■ **Problem description**
Transcribe the listing below verbatim, preserving every line, character, and line break.

■ **Data entries**
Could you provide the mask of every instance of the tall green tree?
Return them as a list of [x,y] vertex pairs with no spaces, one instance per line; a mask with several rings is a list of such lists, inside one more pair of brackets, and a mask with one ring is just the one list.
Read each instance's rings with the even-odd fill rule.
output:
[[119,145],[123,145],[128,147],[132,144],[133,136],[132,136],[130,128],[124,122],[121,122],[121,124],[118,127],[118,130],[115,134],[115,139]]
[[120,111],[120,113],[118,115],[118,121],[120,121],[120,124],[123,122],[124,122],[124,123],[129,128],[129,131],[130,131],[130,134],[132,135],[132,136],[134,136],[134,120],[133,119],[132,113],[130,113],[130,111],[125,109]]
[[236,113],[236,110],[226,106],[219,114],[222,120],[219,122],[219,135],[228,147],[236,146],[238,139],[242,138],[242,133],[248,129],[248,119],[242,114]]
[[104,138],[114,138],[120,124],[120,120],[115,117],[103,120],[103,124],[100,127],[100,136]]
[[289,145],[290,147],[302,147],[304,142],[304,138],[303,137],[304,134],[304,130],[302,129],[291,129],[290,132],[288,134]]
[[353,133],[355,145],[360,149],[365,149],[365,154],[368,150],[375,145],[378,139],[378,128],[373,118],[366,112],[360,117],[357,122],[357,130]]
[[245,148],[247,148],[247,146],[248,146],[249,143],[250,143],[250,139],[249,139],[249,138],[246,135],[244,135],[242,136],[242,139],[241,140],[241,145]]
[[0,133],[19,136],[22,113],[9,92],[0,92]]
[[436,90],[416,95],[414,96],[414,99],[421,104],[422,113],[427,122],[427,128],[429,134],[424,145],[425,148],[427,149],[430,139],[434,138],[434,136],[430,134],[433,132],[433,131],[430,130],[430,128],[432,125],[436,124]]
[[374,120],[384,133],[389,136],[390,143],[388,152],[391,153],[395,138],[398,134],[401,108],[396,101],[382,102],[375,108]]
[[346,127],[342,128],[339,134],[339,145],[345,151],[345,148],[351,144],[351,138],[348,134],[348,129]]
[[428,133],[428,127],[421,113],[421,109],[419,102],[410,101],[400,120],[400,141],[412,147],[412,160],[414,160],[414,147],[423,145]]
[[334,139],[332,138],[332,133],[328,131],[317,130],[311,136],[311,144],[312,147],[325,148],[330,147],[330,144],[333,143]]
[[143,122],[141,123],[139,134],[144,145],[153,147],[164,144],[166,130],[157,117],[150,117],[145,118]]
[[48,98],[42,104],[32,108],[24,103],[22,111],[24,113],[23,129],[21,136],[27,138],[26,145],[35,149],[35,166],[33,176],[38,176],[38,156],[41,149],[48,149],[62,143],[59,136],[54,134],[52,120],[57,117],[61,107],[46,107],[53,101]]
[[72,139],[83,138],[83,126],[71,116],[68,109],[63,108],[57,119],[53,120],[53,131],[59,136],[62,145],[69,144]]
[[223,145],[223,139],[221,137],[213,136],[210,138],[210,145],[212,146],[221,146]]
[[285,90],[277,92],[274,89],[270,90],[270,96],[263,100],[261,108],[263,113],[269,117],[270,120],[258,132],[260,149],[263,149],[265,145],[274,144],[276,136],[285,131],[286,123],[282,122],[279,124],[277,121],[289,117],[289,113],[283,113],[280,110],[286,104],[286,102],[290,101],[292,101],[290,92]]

■ **Output below**
Could you provide the mask of every instance of the tall green tree?
Return them as a list of [x,y] vertex pairs with no spaces, one instance per line; a mask with several rings is a list of such lists, inside one more pair of brackets, and a mask with one ring is just the one list.
Read each instance's rings with the even-odd fill rule.
output:
[[119,145],[123,145],[128,147],[132,144],[133,136],[132,136],[130,128],[124,122],[121,122],[121,124],[118,127],[118,130],[115,134],[115,139]]
[[120,111],[120,113],[118,115],[118,121],[120,121],[120,124],[123,122],[124,122],[124,123],[129,128],[129,131],[130,131],[130,134],[132,135],[132,136],[134,136],[134,120],[133,119],[132,113],[130,113],[130,111],[125,109]]
[[236,113],[236,110],[226,106],[219,114],[222,120],[219,122],[219,135],[228,147],[236,146],[238,139],[242,138],[242,133],[248,129],[248,119],[242,114]]
[[104,138],[114,138],[120,124],[120,120],[115,117],[103,120],[103,124],[100,127],[100,136]]
[[289,145],[290,147],[302,147],[304,142],[304,138],[303,137],[304,134],[304,130],[302,129],[291,129],[290,132],[288,134]]
[[353,133],[355,145],[360,149],[365,149],[365,154],[368,150],[375,145],[378,139],[378,128],[373,118],[366,112],[360,117],[357,122],[357,130]]
[[245,148],[247,148],[247,146],[248,146],[249,143],[250,143],[250,139],[249,139],[249,138],[246,135],[244,135],[242,136],[242,139],[241,140],[241,145]]
[[0,133],[19,136],[22,113],[9,92],[0,92]]
[[436,90],[416,95],[414,96],[414,99],[421,104],[422,113],[427,122],[427,128],[429,134],[424,145],[425,148],[427,149],[430,139],[434,138],[434,136],[430,134],[433,132],[433,131],[430,130],[430,128],[432,125],[436,124]]
[[374,120],[384,133],[389,136],[390,143],[388,152],[391,153],[395,138],[398,134],[401,108],[396,101],[382,102],[375,108]]
[[346,127],[342,128],[339,134],[339,145],[345,151],[345,148],[351,144],[351,138],[348,134],[348,129]]
[[428,133],[428,127],[421,113],[421,109],[419,102],[410,101],[400,120],[400,141],[412,147],[412,160],[414,160],[414,147],[423,145]]
[[334,139],[332,138],[332,133],[328,131],[317,130],[311,136],[311,144],[312,147],[325,148],[330,147],[330,144],[333,143]]
[[143,122],[141,123],[139,134],[144,145],[153,147],[164,144],[166,130],[157,117],[150,117],[145,118]]
[[48,98],[42,104],[32,108],[24,103],[22,111],[24,113],[23,129],[21,136],[27,138],[26,145],[35,149],[35,166],[33,176],[38,176],[38,156],[41,149],[48,149],[62,143],[59,136],[54,134],[52,120],[57,117],[61,107],[46,107],[53,101]]
[[72,139],[83,138],[83,126],[71,116],[68,109],[63,108],[57,119],[53,120],[53,131],[59,136],[62,145],[69,144]]
[[223,145],[223,139],[221,137],[213,136],[210,138],[210,145],[212,146],[221,146]]
[[285,90],[277,92],[274,89],[270,90],[270,96],[263,100],[261,108],[263,113],[269,117],[270,120],[258,132],[260,149],[263,149],[265,145],[274,144],[276,136],[285,131],[286,123],[282,122],[279,124],[277,121],[289,117],[289,113],[283,113],[280,110],[286,104],[286,102],[290,101],[292,101],[290,92]]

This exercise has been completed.